● **PAGE EXTRACT**:

Studio album by Kool & the Gang
- Released: March 1976
- Recorded: 1975
- Genre: Funk
- Length: 41:26
- Label: De-Lite
- Producer: Kool and the Gang

Kool & the Gang chronology
| Spirit of the Boogie (1975) | Love & Understanding (1976) | Open Sesame (1976) |

= Love & Understanding =

Love & Understanding is the seventh studio album by the funk band Kool & the Gang, released in 1976. The album had mild success. Three tracks, "Hollywood Swinging", "Summer Madness" and "Universal Sound" were recorded live at the Rainbow Theatre in London, England.

==Critical reception==

Record World said of the title track that "Kool's combination of chanting vocals, horns and electronics forms a patented style all his own."

● **ENTRIES SHOWN**:
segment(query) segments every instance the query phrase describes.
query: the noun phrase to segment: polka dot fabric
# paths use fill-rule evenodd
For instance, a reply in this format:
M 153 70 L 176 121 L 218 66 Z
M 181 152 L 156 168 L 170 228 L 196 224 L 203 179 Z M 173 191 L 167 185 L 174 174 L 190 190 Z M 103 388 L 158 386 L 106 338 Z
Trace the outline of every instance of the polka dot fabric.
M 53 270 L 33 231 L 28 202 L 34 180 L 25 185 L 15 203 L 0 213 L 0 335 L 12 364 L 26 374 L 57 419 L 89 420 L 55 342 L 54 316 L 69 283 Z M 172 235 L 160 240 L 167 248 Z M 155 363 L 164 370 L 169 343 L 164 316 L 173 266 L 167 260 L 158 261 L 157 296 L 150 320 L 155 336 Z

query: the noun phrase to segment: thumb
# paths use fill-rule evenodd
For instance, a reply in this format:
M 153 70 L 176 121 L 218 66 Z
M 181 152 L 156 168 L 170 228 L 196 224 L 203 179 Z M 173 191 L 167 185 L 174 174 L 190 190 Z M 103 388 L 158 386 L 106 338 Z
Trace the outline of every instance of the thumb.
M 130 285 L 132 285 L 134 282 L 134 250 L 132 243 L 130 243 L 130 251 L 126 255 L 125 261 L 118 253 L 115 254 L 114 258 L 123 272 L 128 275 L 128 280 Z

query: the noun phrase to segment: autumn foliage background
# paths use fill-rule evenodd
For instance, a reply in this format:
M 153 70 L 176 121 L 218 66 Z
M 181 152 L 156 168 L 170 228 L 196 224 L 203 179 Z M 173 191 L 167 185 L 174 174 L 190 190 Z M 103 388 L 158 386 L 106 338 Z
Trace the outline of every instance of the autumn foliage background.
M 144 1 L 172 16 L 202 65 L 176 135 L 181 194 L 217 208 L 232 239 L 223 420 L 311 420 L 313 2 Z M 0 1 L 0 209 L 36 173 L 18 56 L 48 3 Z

● **PROMPT 1**: Return the part of the album page that opens with the words containing "Kool & the Gang chronology" and closes with "in London, England.".
● **PROMPT 2**: According to the album page, where were "Hollywood Swinging," "Summer Madness" and "Universal Sound" recorded live?
The rows aren't needed for any of this.

● **FULL ANSWER 1**:
Kool & the Gang chronology
| Spirit of the Boogie (1975) | Love & Understanding (1976) | Open Sesame (1976) |

= Love & Understanding =

Love & Understanding is the seventh studio album by the funk band Kool & the Gang, released in 1976. The album had mild success. Three tracks, "Hollywood Swinging", "Summer Madness" and "Universal Sound" were recorded live at the Rainbow Theatre in London, England.

● **FULL ANSWER 2**: At the Rainbow Theatre in London, England.